◆ **Exercise instructions**
Count the lines in the data below that contain the string "short", treating uppercase and lowercase as different. Reply with the number alone.

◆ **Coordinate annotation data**
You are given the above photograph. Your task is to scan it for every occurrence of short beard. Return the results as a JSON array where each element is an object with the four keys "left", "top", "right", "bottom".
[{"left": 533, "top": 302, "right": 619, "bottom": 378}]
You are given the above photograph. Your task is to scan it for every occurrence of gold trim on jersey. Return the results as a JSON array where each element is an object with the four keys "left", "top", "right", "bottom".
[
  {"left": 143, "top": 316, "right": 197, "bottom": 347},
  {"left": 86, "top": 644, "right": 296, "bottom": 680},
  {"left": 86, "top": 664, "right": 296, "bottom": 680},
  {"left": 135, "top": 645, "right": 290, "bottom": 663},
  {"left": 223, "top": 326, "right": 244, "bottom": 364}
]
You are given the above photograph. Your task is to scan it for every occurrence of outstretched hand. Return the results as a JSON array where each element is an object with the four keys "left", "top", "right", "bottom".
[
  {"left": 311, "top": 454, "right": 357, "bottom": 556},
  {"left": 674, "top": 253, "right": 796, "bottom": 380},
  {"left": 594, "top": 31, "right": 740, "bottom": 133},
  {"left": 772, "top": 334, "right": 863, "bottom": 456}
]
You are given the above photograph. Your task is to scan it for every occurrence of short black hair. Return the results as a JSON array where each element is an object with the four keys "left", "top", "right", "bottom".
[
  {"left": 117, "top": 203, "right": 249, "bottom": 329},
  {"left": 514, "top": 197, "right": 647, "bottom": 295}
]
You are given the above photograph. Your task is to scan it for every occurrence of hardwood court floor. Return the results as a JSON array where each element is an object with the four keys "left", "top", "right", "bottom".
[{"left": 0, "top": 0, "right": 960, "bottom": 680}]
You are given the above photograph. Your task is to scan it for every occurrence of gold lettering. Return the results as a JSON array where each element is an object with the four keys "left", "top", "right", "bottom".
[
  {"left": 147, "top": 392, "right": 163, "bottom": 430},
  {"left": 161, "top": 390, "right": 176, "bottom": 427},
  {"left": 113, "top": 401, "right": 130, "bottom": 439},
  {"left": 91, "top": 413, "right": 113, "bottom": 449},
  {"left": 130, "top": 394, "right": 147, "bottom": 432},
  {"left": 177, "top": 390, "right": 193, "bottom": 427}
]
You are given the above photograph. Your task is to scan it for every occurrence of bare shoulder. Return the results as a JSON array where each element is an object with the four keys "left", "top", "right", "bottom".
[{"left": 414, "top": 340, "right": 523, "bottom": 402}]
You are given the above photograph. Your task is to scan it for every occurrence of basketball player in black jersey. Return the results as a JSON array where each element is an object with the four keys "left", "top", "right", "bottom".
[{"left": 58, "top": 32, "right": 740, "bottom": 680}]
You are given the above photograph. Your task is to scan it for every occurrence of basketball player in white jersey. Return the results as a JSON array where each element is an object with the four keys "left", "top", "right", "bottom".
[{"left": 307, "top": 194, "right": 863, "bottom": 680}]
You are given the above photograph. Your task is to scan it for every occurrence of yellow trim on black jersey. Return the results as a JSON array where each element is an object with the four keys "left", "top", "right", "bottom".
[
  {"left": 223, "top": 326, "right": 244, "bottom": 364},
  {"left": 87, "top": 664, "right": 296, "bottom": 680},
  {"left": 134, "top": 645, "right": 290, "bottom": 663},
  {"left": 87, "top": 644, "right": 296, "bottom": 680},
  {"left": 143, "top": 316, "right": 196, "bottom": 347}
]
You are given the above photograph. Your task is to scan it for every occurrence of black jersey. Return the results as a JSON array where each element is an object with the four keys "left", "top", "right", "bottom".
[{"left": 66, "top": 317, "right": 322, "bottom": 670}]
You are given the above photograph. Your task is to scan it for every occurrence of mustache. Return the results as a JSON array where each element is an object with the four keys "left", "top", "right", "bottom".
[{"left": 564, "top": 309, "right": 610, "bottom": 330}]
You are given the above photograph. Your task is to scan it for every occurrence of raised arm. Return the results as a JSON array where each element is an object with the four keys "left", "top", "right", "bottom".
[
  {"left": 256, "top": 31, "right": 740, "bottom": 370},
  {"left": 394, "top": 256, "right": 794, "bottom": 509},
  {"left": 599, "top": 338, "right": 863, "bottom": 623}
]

◆ **Correct result**
2